** Set exercise **
Copy the lines unchanged, starting at the one that contains "point: bird's head" and ending at the one that contains "column 516, row 274", including both.

** The records **
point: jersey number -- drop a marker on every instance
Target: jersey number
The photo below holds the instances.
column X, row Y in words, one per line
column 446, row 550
--
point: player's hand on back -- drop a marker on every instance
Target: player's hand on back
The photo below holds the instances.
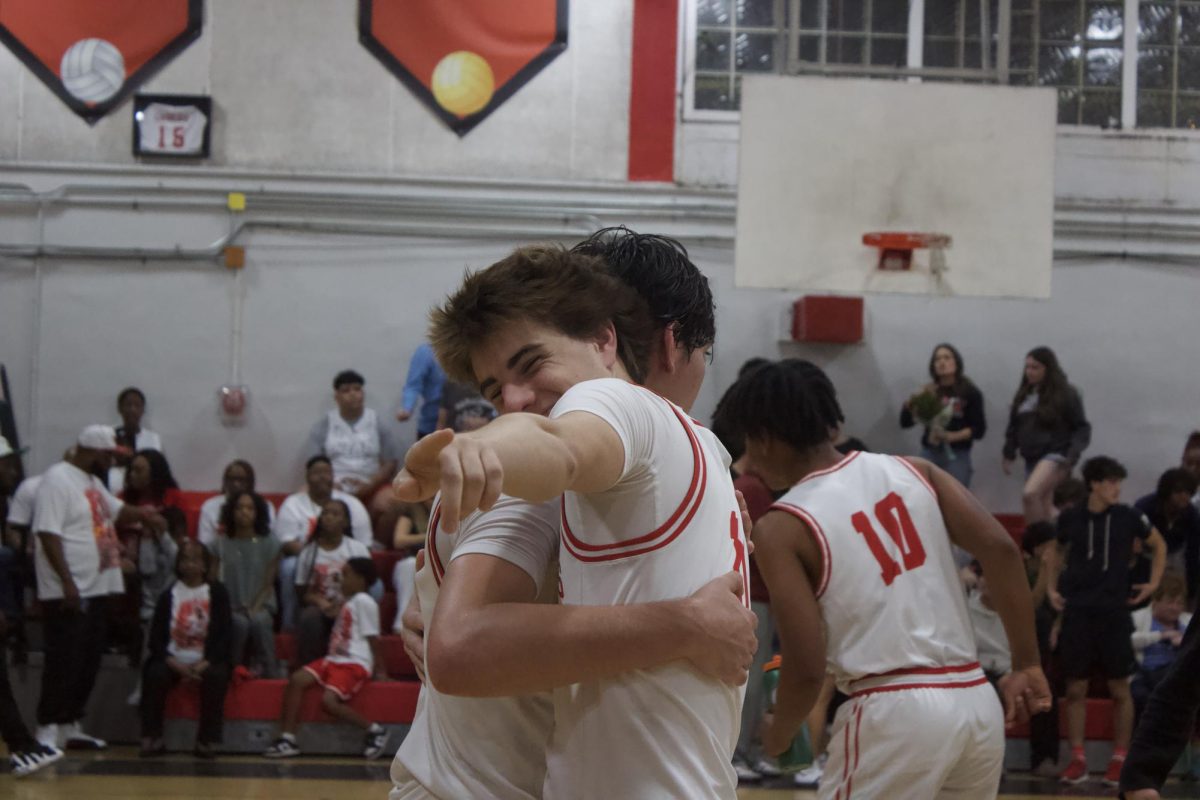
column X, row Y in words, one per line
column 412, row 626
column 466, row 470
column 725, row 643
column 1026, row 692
* * *
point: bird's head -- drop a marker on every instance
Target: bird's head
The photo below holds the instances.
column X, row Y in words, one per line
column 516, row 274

** The result **
point: bird's head -- drop a marker on every instance
Target: bird's head
The photo below holds the instances.
column X, row Y in words, one per line
column 516, row 274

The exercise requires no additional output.